Written task: Find every line in the records below that contains the word "pole" and copy each one. Matching is case-sensitive.

(Pointing records for named objects)
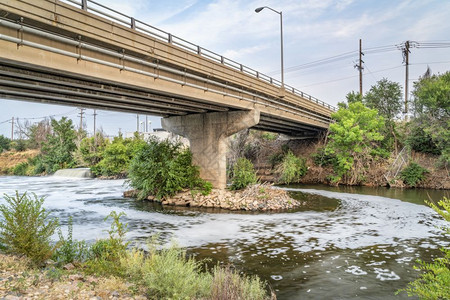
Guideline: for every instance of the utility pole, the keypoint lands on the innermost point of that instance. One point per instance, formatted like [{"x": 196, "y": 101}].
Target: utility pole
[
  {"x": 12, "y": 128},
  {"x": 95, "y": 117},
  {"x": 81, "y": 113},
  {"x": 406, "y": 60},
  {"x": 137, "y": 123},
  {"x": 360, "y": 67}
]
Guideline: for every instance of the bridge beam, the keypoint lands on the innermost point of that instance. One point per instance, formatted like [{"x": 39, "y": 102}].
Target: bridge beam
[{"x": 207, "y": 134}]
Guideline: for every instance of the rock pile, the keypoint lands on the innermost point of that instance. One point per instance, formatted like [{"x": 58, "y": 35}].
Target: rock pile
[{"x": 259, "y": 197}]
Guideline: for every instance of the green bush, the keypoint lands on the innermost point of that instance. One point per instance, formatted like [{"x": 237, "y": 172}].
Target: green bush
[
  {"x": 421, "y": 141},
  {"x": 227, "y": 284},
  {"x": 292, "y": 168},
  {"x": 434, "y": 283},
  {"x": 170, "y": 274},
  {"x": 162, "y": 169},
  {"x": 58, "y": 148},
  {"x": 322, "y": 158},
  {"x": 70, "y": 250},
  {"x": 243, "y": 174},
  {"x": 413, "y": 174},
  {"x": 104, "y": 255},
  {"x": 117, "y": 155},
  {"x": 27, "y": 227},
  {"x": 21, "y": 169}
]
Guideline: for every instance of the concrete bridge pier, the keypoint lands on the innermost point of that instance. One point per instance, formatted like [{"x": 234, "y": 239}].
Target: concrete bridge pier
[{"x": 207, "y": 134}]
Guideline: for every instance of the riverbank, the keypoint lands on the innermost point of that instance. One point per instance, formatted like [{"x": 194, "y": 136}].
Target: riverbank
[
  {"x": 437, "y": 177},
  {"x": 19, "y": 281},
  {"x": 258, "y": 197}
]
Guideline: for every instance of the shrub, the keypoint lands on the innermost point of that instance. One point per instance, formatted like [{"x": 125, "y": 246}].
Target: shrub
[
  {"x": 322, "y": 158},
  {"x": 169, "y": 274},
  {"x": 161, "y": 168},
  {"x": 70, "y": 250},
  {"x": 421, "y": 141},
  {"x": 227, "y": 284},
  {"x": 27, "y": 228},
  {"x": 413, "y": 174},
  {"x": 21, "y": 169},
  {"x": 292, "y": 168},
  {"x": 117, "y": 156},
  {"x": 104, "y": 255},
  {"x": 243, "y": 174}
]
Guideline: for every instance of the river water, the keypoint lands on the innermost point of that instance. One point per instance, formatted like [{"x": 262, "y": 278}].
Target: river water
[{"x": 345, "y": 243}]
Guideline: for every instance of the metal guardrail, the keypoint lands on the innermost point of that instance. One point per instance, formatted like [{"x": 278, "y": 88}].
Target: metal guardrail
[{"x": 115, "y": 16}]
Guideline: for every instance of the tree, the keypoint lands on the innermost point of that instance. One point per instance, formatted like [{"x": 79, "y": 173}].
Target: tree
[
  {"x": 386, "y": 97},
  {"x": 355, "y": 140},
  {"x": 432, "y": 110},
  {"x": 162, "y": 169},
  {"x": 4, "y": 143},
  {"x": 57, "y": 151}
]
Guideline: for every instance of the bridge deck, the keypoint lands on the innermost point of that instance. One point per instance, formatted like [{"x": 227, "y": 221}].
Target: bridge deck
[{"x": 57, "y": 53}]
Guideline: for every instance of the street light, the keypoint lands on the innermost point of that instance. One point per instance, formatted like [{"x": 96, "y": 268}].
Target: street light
---
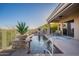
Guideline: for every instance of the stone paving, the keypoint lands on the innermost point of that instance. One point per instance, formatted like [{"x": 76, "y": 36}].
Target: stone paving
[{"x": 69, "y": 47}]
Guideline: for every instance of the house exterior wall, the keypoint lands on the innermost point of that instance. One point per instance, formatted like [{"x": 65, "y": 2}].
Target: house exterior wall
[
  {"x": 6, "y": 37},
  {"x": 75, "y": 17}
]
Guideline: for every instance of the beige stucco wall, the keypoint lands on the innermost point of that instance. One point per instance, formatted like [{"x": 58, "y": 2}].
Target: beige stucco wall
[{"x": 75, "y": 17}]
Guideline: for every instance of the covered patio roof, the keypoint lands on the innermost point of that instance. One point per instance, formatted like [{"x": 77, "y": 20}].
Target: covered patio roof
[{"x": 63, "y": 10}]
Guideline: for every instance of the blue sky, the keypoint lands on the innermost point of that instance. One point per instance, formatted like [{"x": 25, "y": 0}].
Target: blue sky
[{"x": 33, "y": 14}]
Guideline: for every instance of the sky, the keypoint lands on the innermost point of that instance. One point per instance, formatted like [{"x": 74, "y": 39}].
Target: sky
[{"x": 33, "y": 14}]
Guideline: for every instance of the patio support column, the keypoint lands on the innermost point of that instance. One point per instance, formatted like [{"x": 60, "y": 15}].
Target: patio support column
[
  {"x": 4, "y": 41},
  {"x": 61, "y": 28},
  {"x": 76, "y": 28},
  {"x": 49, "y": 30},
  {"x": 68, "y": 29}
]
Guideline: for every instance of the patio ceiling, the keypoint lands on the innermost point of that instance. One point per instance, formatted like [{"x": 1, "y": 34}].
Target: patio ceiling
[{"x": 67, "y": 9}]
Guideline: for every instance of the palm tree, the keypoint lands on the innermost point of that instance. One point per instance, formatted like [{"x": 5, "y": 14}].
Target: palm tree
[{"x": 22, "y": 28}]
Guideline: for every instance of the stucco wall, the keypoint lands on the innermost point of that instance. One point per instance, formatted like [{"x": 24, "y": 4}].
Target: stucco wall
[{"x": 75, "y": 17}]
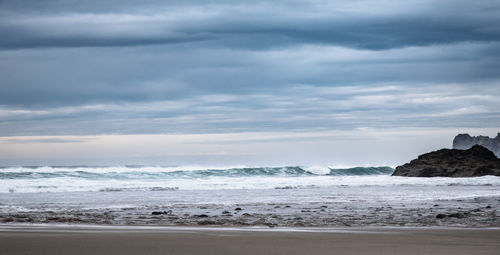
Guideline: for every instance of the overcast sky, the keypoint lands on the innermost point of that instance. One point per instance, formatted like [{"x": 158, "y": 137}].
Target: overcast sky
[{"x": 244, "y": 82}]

Answer to the exercise:
Guideline: for every instance of the utility pole, the keypoint lands on the innermost point of that instance. One point per instance, formatted like [{"x": 196, "y": 101}].
Target: utility pole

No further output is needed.